__LISTA DE TAREAS__:
**1.** Actualiza el texto sobre la España violenta de los 80 entre "La España violenta de los 80 se" y "interiores del periódico).", ambos incluidos, y cambia "heroína" por "cocaína".
**2.** Calcula cuántas líneas de las filas contienen la cadena "railing", distinguiendo entre mayúsculas y minúsculas. Responde solo con el número.

__TEXTO EXTRAÍDO__:
---------------
La España violenta de los 80

La «cara b» de la Transición fue la de un país plagado de pobreza, delincuencia, drogas y corrupción policial

La España violenta de los 80

La España violenta de los 80 se cita en los futbolines del salón recreativo o los autos de choque de la feria del barrio. El Vaquilla, El Torete, El Pepsicolo, El Lute, El Pera, El Fitipaldi, El Gasolina, El Melones o El Jaro dominan el arte del volante para los atracos, y el problema de las drogas, el «pico» y la heroína desborda a autoridades sociales y sanitarias ante sus cientos de muertos.

La «cara b» de la Transición, que está cosida al proceso de libertad y democracia que desemboca con la «movida», registra cifras de inseguridad ciudadana aterradoras; robos incesantes, incluso coordinados por una policía corrupta; y todo junto a un sangriento terrorismo que se convierte en triste hecho cotidiano (el asesinato de un guardia civil había que buscarlo en las páginas interiores del periódico).

Esta España de blanco y negro, la de no hace más de 30 años, sufría una delincuencia brutal, las cárceles se amotinaban y su PIB se asemejaba al de un país tercermundista. ¿Y una generación perdida? También la había.

Contra todos estos acontecimientos, que nuestra memoria se ha encargado de relegar y difuminar ante una «modélica» etapa histórica marcada por la Transición, el alicantino Juan Antonio Ríos Carratalá, reciente premio de la Crítica Valenciana, ha publicado el ensayo Quinquis, maderos y picoletos (Renacimiento). Una obra que nos aporta las claves de cómo éramos, en una realidad que no hemos asumido ni aceptado con el transcurso de los años.

«La memoria es muy selectiva, y todo lo que es desagradable y violento abochorna, se olvida, a título personal y colectivo. Ahora hablamos de la «movida» de los 80, pero la «movida» de verdad era la violencia, la violencia terrorista que está muy estudiada, pero también la violencia causada por la marginalidad, las drogas, los asesinatos, los atracos... atracos llevados a cabo incluso por orden de la policía, porque todo esto coincide con la etapa más brutal y corrupta de la policía y guardia civil del franquismo, que en la Transición se olvida de perseguir a rojos y se dedica a ganar dinero, a la corrupción. Porque todo el mundo se olvidó de ellos y no hubo una depuración», señala Ríos Carratalá, catedrático de Literatura Española en la Universidad de Alicante.
---------------
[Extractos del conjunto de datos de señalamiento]
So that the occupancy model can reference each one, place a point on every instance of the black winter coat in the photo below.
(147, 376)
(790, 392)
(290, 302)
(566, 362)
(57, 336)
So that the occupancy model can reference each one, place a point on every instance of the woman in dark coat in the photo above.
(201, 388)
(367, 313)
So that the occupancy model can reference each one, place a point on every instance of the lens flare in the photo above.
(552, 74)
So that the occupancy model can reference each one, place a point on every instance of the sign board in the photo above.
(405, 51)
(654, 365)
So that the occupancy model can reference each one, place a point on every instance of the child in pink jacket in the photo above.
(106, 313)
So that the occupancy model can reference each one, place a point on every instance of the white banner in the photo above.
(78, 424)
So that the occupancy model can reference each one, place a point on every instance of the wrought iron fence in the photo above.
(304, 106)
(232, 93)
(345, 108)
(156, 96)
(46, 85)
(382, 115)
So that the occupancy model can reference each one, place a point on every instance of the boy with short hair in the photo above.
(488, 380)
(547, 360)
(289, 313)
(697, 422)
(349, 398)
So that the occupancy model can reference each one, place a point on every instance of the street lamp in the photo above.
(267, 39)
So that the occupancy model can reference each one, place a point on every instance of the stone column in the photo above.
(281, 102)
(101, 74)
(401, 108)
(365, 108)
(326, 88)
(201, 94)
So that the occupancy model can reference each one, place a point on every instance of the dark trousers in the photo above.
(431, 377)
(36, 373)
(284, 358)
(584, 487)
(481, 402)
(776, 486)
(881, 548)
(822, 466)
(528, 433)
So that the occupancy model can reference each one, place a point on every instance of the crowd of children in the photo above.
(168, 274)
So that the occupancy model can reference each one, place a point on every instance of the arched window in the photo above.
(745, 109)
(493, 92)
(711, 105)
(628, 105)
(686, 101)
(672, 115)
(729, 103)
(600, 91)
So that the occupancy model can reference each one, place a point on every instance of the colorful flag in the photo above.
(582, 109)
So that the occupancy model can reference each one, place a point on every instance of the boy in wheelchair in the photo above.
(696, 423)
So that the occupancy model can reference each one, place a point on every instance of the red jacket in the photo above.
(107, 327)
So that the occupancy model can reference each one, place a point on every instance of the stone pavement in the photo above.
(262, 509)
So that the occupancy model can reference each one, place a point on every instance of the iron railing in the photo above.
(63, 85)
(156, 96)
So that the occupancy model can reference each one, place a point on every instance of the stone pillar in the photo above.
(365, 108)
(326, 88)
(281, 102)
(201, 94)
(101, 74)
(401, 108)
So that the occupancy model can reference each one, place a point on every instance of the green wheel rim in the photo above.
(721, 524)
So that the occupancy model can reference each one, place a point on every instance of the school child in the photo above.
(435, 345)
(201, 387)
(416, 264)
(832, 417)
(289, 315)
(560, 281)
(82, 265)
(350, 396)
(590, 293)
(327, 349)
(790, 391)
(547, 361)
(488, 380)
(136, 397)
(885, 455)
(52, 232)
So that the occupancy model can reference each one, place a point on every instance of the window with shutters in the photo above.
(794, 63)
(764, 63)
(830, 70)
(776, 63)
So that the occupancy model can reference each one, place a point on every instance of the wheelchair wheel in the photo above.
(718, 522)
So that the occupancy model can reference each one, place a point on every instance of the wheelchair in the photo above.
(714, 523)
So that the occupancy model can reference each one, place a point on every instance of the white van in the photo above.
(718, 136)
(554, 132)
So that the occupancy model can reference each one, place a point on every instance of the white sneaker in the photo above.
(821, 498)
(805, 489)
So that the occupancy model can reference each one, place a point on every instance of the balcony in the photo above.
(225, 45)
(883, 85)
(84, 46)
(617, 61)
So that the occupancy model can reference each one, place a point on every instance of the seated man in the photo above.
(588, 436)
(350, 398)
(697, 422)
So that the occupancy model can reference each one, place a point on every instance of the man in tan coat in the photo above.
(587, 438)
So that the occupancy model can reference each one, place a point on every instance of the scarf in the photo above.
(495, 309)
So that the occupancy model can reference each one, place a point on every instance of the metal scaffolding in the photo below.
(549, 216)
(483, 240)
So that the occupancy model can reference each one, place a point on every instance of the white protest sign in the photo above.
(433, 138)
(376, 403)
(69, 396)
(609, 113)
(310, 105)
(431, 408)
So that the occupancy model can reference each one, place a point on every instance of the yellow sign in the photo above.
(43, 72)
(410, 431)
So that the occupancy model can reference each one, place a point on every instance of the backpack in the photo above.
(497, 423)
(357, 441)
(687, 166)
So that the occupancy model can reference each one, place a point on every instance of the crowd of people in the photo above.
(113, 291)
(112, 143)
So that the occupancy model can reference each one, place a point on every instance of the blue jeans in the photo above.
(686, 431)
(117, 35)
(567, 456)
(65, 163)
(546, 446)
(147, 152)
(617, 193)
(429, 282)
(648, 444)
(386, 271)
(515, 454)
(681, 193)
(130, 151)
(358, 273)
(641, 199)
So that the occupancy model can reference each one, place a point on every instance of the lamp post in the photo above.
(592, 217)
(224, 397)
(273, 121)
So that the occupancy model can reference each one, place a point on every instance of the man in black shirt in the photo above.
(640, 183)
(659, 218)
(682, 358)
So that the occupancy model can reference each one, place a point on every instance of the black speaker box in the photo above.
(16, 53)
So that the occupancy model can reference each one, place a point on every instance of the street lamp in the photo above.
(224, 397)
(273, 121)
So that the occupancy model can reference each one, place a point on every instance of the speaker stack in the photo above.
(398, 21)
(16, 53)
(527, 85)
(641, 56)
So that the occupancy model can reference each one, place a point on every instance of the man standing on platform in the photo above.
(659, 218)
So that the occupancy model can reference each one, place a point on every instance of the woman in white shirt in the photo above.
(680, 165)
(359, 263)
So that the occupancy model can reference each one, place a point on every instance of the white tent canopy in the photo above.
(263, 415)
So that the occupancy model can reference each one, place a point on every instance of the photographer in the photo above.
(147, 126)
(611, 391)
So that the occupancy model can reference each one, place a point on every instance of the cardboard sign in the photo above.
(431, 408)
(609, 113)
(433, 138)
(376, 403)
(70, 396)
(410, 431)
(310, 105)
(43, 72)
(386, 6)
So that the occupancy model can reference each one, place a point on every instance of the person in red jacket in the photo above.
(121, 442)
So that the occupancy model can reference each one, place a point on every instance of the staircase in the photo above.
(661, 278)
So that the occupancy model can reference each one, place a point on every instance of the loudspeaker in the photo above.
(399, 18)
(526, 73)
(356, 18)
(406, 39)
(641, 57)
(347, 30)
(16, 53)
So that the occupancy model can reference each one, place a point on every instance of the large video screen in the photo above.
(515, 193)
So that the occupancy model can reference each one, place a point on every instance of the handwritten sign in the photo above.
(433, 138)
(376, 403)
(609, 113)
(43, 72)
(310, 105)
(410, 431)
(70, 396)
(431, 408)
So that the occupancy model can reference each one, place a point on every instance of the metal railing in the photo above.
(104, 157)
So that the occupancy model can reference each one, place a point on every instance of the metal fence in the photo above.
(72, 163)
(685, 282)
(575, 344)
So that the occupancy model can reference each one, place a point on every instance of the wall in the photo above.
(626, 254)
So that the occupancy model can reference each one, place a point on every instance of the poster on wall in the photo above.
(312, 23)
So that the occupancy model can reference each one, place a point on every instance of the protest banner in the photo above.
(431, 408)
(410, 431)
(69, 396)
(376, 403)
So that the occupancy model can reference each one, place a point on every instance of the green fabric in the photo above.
---------------
__RESPUESTAS POR TAREA__:
**1.**
La España violenta de los 80 se cita en los futbolines del salón recreativo o los autos de choque de la feria del barrio. El Vaquilla, El Torete, El Pepsicolo, El Lute, El Pera, El Fitipaldi, El Gasolina, El Melones o El Jaro dominan el arte del volante para los atracos, y el problema de las drogas, el «pico» y la cocaína desborda a autoridades sociales y sanitarias ante sus cientos de muertos.

La «cara b» de la Transición, que está cosida al proceso de libertad y democracia que desemboca con la «movida», registra cifras de inseguridad ciudadana aterradoras; robos incesantes, incluso coordinados por una policía corrupta; y todo junto a un sangriento terrorismo que se convierte en triste hecho cotidiano (el asesinato de un guardia civil había que buscarlo en las páginas interiores del periódico).

**2.** 2